▶ [Source passage]
HRFormer: High-Resolution Transformer for Dense Prediction
This work addresses efficiency issues in dense prediction for computer vision researchers, offering incremental improvements over existing transformer methods.
The paper tackles the problem of high memory and computational cost in Vision Transformers for dense prediction tasks by proposing HRFormer, which learns high-resolution representations and achieves improved efficiency. It demonstrates effectiveness by outperforming Swin transformer by 1.3 AP on COCO pose estimation with 50% fewer parameters and 30% fewer FLOPs.

▶ [Dataset rows]
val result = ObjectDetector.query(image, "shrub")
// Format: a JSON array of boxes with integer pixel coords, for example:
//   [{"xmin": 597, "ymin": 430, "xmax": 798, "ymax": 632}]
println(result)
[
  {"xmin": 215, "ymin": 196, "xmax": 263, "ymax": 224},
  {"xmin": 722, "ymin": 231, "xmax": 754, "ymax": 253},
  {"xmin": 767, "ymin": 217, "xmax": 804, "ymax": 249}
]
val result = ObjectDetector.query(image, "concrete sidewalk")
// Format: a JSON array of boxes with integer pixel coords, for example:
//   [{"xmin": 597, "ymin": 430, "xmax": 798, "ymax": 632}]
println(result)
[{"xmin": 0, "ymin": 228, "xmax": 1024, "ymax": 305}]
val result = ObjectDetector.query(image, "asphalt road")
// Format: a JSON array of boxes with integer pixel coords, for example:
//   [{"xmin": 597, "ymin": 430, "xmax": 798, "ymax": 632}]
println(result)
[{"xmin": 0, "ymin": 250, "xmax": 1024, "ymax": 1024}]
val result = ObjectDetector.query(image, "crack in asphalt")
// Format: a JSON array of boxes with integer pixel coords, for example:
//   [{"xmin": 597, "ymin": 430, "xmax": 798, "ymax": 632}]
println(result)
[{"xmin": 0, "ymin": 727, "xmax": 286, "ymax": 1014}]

---

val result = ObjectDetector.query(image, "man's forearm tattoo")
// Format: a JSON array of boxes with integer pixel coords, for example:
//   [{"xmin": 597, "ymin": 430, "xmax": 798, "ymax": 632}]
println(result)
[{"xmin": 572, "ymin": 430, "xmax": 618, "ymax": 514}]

* * *

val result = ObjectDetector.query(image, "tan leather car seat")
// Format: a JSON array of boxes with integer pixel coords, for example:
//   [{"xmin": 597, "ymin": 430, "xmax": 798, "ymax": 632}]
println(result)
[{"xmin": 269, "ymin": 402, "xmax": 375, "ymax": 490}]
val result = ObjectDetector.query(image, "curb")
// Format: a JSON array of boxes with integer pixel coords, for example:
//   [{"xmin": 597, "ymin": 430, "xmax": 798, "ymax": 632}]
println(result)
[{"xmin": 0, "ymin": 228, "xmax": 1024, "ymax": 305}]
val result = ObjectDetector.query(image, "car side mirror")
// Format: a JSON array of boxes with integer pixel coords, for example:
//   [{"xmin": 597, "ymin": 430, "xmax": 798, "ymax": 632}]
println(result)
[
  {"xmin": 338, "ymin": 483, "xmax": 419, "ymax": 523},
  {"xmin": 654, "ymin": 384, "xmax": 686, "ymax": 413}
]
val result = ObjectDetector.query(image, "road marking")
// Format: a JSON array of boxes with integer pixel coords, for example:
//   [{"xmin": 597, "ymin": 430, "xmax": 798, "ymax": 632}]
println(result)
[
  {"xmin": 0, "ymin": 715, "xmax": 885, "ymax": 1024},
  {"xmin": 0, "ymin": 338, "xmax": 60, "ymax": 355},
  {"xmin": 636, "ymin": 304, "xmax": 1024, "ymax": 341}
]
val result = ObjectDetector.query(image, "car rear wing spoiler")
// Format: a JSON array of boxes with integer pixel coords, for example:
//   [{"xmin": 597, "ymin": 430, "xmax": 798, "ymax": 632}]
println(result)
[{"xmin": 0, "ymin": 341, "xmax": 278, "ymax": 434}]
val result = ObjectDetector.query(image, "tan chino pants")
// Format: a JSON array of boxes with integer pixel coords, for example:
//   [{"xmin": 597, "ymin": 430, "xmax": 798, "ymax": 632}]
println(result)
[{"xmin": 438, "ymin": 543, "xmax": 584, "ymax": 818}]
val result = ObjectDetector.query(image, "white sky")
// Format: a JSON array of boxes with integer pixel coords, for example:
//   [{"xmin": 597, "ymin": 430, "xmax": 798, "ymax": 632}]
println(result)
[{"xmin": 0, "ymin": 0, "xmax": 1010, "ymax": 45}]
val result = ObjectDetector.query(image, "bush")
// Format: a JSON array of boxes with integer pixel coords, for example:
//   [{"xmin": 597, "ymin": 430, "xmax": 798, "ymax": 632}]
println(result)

▶ [Challenge] Copy the part of the HRFormer summary starting at "HRFormer: High-Resolution Transformer" and ending at "30% fewer FLOPs.", word for word.

▶ [The output]
HRFormer: High-Resolution Transformer for Dense Prediction
This work addresses efficiency issues in dense prediction for computer vision researchers, offering incremental improvements over existing transformer methods.
The paper tackles the problem of high memory and computational cost in Vision Transformers for dense prediction tasks by proposing HRFormer, which learns high-resolution representations and achieves improved efficiency. It demonstrates effectiveness by outperforming Swin transformer by 1.3 AP on COCO pose estimation with 50% fewer parameters and 30% fewer FLOPs.